Word for word, retype the first line of the records and every following line through the one containing "floret in the photo above.".

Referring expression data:
::::

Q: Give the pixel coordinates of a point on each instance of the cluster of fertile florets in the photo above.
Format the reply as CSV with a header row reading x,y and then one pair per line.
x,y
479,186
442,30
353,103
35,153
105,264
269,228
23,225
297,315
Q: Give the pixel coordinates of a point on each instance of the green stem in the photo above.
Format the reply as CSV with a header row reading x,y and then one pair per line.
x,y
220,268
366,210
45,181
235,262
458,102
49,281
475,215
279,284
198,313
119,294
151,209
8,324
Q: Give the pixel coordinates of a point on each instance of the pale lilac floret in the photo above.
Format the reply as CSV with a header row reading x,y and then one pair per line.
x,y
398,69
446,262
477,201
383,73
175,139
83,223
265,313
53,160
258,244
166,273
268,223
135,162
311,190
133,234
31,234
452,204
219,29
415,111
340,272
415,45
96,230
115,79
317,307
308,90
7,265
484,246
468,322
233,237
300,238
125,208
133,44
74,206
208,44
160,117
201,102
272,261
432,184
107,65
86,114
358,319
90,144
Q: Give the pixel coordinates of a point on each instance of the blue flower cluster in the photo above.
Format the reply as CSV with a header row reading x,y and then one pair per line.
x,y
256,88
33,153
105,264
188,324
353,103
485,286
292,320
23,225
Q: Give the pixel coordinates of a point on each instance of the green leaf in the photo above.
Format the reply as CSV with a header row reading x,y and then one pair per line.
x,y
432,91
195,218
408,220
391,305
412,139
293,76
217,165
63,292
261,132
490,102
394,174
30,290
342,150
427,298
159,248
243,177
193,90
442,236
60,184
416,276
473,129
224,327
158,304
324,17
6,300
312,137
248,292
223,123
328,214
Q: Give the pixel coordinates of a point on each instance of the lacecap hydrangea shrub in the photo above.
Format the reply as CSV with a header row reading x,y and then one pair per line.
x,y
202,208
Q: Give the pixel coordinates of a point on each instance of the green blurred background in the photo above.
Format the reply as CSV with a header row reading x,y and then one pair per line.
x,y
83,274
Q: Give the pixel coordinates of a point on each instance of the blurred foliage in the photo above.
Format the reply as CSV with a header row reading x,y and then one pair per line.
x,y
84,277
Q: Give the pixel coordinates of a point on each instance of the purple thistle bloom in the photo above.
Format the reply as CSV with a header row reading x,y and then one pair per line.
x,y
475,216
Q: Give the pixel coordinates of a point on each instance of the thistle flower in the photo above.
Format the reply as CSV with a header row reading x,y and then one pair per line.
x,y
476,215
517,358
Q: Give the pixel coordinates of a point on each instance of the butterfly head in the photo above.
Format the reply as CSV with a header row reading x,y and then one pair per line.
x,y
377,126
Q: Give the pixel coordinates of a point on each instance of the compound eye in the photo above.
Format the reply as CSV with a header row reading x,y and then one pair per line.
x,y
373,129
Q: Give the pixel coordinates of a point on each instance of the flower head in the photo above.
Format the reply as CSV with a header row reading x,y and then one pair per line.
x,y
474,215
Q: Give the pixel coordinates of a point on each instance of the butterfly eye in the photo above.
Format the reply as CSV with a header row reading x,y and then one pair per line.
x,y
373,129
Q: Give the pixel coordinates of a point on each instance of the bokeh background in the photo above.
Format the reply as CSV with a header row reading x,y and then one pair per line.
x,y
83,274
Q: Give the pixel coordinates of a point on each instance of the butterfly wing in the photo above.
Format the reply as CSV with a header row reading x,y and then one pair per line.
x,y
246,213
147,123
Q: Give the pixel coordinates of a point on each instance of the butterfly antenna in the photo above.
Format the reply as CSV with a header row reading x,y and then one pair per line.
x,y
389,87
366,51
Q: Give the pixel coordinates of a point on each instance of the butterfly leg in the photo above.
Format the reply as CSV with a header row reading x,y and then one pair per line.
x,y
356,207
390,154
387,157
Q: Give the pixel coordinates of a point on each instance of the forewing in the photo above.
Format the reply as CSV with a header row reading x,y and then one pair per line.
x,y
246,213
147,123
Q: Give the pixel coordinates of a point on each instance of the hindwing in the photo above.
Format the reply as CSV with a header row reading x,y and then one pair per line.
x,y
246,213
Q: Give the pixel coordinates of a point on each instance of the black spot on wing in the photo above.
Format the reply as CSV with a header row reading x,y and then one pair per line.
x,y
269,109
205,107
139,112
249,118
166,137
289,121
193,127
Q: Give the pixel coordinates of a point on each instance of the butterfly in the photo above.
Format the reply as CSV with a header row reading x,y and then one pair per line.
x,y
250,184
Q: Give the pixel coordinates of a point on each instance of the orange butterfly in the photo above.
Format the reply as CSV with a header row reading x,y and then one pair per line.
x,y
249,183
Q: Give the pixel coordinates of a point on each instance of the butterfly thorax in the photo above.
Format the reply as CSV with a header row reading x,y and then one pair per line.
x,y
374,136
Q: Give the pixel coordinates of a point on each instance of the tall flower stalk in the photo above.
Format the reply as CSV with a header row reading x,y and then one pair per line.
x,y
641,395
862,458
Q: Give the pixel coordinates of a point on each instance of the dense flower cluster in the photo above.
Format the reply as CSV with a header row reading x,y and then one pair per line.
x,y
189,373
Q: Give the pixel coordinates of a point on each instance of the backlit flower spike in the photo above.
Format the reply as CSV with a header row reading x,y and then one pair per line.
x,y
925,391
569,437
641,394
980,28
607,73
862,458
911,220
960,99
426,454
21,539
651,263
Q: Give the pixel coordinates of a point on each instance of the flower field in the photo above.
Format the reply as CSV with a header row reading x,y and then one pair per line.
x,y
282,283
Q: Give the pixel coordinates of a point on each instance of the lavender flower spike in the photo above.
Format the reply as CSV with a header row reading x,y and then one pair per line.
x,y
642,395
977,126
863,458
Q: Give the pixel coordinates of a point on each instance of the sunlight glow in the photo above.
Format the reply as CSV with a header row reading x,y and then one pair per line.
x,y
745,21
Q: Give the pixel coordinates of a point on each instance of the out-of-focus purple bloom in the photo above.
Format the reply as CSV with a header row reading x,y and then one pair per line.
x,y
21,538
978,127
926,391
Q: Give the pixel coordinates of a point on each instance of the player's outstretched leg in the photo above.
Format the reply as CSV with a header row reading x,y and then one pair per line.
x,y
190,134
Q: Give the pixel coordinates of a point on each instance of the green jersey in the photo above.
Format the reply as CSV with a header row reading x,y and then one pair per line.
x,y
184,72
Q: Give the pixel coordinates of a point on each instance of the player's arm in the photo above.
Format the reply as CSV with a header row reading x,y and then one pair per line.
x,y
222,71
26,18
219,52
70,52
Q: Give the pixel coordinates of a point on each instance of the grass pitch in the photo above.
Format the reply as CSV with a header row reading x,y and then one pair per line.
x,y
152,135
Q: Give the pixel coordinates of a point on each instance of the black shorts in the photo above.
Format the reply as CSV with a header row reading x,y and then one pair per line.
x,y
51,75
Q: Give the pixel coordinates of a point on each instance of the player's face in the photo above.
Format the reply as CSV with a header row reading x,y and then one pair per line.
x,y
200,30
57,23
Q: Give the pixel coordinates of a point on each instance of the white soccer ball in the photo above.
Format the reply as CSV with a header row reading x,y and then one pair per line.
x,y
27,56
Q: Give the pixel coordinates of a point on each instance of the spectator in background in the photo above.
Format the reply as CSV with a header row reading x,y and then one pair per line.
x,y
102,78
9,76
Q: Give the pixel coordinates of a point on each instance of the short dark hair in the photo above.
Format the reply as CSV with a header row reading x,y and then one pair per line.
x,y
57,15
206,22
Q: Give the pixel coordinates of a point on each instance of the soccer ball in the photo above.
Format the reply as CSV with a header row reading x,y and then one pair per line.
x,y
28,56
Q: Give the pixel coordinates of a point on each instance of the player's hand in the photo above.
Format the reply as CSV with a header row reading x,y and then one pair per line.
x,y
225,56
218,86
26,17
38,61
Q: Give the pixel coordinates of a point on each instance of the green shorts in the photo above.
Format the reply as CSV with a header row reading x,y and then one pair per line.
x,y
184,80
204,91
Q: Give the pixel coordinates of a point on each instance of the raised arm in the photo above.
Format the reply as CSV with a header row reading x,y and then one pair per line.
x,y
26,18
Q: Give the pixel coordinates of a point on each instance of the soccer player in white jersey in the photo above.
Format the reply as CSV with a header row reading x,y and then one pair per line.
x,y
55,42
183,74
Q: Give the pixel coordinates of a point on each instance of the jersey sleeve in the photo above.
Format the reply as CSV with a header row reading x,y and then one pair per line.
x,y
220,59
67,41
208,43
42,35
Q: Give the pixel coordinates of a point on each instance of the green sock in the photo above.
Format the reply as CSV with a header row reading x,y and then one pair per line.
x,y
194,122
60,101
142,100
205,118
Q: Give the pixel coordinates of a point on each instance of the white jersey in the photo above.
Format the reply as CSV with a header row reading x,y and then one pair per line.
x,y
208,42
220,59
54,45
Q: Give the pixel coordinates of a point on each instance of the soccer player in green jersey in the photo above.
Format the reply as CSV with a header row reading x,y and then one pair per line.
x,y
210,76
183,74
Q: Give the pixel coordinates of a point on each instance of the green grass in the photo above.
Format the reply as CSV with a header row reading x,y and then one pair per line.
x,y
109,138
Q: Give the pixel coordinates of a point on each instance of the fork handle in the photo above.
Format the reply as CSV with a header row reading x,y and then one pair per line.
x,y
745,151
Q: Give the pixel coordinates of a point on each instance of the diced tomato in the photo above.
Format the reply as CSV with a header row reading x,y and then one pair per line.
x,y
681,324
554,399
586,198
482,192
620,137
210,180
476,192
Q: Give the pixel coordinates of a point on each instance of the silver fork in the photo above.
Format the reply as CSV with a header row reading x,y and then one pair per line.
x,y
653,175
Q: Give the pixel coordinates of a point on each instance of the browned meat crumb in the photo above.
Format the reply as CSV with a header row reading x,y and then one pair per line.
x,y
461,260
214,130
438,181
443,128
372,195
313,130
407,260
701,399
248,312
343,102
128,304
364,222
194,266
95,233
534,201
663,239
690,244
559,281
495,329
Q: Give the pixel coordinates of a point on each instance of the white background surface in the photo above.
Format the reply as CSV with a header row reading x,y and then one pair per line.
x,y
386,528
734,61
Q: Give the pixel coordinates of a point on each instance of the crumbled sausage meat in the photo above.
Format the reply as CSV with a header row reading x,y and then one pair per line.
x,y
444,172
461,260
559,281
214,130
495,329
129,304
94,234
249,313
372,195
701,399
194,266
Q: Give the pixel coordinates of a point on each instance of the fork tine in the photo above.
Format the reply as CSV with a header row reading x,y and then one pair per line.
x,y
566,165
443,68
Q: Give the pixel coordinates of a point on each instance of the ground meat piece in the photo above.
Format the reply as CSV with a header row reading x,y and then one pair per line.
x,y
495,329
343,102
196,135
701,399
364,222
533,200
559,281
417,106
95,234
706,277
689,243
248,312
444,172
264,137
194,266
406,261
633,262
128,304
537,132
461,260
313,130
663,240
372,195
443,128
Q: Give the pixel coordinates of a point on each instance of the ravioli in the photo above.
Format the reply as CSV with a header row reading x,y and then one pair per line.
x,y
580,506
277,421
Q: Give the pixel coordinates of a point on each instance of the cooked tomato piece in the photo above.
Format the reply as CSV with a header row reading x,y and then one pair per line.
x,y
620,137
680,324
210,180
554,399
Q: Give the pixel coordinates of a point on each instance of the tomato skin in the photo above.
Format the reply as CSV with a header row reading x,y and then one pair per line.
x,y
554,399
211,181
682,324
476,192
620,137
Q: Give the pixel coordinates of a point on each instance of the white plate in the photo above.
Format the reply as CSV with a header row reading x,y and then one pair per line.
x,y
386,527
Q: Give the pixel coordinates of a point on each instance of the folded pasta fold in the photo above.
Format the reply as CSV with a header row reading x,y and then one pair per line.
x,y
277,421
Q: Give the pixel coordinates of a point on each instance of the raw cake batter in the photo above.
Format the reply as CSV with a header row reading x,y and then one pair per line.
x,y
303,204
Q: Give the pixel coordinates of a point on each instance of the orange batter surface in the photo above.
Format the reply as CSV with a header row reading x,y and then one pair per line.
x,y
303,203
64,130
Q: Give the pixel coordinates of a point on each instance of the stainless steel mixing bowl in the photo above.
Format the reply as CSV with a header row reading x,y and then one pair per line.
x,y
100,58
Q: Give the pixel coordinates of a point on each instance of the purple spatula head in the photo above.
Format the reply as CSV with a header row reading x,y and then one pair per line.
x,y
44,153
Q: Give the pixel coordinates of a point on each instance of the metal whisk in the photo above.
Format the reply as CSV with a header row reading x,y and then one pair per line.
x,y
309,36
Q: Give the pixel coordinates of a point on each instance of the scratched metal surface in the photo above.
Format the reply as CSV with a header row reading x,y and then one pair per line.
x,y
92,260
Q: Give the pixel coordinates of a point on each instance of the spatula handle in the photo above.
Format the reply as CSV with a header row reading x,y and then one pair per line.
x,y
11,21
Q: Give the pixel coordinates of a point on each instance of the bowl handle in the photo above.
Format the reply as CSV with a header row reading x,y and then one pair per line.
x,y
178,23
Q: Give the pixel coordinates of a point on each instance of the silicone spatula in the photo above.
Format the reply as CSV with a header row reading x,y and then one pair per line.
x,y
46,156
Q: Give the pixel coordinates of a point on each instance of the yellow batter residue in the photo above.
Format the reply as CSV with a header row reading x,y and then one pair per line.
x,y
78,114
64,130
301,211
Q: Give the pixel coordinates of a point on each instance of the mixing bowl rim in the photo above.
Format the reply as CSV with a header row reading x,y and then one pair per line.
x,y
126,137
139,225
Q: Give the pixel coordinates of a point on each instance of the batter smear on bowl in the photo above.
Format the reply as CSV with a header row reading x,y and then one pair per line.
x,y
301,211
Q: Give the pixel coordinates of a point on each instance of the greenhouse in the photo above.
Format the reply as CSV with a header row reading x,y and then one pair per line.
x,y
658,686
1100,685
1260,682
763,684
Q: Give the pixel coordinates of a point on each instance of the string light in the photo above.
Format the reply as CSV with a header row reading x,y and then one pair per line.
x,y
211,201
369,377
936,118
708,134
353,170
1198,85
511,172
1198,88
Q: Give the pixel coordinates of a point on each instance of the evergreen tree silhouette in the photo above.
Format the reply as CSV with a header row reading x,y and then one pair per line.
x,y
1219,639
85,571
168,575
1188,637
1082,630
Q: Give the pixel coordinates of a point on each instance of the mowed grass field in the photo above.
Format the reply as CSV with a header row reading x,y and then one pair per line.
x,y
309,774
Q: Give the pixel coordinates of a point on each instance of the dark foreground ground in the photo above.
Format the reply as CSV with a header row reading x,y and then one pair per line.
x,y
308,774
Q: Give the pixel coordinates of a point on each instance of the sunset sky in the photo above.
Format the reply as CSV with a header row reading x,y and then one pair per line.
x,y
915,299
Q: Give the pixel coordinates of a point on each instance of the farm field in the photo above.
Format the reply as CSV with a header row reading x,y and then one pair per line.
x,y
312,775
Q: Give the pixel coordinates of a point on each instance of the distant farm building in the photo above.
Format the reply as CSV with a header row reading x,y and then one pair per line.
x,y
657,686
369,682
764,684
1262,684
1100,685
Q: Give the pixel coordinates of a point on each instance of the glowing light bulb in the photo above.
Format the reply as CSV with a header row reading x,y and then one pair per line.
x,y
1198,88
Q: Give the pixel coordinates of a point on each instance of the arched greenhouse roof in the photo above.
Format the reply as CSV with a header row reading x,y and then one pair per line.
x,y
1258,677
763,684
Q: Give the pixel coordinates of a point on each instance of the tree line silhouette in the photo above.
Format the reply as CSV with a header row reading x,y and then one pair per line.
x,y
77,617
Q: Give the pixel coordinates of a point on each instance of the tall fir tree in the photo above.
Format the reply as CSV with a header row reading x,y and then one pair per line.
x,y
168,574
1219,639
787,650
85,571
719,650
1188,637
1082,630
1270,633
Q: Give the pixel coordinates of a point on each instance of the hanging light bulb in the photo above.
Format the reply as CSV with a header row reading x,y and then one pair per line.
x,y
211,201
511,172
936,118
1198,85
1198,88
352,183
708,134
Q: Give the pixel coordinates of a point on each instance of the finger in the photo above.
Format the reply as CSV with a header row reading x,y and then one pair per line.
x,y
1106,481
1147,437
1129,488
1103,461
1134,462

::::

Answer space.
Q: Give the pixel coordinates of a point on each instance of the cluster of fertile florets in the photo above.
Format the reply as CSV with a header row reading x,y and then one pair per line.
x,y
479,186
442,30
353,103
35,153
105,264
269,228
23,225
297,315
Q: Give the pixel coordinates of a point on each instance of the green stem in the photo above.
Format the reply as CSV with a header row reading x,y and then one pair per line.
x,y
220,268
366,210
45,181
235,262
458,102
49,281
475,215
279,284
198,313
119,294
151,209
8,324
Q: Give the pixel coordinates of a point on each instance of the pale lilac floret in the photo above.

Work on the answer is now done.